Exercise aim: Filter the entries beneath this task, copying only the lines that hold the word "below".

Supplied data:
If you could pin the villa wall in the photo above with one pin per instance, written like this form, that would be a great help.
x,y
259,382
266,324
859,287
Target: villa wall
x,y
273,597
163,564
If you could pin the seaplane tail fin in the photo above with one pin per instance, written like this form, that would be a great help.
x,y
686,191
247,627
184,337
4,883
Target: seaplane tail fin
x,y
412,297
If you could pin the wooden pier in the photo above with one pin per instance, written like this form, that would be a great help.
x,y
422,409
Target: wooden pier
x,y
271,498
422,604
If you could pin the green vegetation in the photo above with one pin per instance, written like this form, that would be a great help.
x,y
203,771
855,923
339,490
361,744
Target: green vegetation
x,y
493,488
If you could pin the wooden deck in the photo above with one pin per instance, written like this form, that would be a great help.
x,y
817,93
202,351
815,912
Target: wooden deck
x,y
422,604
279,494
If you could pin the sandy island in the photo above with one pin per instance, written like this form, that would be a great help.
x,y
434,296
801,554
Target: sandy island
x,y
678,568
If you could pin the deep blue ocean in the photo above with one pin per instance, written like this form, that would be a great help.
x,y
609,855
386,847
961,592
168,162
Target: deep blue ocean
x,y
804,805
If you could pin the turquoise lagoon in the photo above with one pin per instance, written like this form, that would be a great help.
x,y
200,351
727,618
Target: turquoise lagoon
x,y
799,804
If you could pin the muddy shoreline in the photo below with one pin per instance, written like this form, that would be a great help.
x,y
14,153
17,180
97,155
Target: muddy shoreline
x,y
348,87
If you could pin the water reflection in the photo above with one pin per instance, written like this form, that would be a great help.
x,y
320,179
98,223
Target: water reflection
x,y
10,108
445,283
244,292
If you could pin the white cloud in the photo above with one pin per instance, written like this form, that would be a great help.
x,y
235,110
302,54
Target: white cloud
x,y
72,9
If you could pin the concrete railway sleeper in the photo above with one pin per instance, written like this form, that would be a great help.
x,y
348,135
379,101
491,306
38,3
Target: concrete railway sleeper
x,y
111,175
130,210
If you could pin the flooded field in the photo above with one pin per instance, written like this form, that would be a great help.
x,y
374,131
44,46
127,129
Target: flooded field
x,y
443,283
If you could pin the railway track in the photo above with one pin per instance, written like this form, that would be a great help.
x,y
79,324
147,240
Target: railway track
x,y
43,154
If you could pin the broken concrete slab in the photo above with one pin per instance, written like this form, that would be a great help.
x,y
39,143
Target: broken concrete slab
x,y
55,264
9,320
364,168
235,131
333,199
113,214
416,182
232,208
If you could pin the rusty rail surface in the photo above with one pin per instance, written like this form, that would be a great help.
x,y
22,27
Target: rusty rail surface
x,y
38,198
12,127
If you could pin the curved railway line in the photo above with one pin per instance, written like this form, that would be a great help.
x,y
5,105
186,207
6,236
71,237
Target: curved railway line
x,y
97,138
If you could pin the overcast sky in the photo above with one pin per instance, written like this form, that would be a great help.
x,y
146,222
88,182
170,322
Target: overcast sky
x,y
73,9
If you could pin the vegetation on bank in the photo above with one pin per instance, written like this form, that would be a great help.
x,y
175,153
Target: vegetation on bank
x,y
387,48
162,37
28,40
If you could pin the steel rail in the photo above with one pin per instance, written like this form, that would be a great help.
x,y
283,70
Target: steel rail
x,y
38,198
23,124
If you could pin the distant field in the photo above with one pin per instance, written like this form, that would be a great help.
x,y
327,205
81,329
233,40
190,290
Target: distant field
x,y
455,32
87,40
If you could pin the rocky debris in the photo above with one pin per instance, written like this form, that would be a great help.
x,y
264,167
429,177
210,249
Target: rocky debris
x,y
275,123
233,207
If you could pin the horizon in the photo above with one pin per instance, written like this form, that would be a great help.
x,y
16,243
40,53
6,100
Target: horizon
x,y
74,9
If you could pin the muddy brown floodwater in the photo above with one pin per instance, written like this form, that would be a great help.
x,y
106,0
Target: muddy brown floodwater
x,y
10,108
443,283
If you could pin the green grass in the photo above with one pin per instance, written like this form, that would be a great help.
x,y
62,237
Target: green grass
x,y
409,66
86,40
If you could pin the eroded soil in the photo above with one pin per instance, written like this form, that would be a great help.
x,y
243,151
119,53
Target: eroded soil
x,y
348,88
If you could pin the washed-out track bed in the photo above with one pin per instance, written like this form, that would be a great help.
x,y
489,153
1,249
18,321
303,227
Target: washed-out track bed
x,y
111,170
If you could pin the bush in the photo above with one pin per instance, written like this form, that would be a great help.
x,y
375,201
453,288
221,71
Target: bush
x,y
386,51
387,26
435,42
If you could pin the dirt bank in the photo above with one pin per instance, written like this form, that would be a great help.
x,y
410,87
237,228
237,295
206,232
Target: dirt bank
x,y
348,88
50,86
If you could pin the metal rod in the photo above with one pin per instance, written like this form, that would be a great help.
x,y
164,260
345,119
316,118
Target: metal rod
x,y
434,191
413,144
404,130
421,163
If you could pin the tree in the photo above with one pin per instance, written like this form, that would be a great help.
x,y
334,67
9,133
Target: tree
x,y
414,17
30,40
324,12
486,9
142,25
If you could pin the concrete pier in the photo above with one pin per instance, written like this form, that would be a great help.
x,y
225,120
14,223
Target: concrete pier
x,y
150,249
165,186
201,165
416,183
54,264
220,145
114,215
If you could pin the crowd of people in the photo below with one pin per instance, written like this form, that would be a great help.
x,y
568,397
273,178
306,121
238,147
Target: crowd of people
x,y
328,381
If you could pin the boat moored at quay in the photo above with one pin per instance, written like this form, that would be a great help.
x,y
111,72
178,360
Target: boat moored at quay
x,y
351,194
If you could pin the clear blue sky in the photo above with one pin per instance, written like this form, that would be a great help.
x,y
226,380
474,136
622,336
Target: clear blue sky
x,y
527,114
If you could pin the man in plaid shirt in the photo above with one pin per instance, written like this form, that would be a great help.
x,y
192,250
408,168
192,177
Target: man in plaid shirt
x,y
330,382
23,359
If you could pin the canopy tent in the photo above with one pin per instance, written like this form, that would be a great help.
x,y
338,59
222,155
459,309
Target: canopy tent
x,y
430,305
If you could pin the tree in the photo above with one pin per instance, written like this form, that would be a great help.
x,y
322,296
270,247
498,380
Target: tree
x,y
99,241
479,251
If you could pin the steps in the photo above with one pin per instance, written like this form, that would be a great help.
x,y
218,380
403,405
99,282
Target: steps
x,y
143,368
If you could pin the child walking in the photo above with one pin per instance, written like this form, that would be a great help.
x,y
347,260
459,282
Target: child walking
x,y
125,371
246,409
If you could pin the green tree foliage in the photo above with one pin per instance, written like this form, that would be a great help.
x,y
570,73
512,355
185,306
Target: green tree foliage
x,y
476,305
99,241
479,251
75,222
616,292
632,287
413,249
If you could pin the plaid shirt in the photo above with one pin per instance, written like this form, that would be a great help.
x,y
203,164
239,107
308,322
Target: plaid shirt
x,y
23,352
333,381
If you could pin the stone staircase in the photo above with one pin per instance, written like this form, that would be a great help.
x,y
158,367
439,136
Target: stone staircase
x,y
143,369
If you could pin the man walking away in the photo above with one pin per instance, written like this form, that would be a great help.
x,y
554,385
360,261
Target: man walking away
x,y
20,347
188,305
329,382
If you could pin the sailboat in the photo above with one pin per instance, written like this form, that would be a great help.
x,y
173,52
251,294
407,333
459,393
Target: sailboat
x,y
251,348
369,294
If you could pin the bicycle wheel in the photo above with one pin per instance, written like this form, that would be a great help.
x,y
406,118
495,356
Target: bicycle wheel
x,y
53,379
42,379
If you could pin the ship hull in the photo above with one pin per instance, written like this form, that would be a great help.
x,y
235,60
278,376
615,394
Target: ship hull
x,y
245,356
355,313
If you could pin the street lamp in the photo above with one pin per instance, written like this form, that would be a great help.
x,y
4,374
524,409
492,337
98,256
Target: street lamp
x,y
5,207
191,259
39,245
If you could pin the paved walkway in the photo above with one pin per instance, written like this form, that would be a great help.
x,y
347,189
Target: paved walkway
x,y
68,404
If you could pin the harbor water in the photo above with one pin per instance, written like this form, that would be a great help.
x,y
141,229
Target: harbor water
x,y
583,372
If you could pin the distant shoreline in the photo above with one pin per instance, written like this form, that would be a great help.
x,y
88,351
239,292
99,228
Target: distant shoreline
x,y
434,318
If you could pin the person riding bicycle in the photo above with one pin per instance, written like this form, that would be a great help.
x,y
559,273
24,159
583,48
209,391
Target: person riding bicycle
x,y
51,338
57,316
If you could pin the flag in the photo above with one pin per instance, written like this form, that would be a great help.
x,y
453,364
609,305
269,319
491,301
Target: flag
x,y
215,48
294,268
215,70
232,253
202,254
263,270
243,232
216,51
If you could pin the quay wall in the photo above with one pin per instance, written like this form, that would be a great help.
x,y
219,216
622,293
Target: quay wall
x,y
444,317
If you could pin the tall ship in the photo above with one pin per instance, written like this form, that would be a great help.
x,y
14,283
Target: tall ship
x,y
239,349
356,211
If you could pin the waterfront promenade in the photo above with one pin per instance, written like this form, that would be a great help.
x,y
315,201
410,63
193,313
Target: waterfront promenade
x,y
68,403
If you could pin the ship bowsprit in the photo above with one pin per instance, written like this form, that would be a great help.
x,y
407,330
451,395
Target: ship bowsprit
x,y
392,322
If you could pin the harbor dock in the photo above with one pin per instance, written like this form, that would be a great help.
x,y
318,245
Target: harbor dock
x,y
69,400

Response to this task:
If you could pin the muddy shoreline in the photo below with one pin per instance, written like this form, that would be a great help.
If you could pin the crowd of people in the photo below with one pin per instance, written like this form, that would be a great help.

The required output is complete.